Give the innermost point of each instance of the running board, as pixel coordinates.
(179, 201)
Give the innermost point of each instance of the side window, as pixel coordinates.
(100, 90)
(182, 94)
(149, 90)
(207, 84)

◇ ◇ ◇ ◇ ◇

• Directions:
Please recast all the records above as a two-column CSV with the columns instruction and response, one row per record. Put each value in a single quoted field and turn any line breaks into spaces.

• Problem solution:
instruction,response
"Give the innermost point of each instance of the running board, as pixel coordinates.","(179, 201)"
"Give the innermost point of each instance of the side window, as pixel coordinates.","(100, 90) (182, 94) (149, 90) (207, 84)"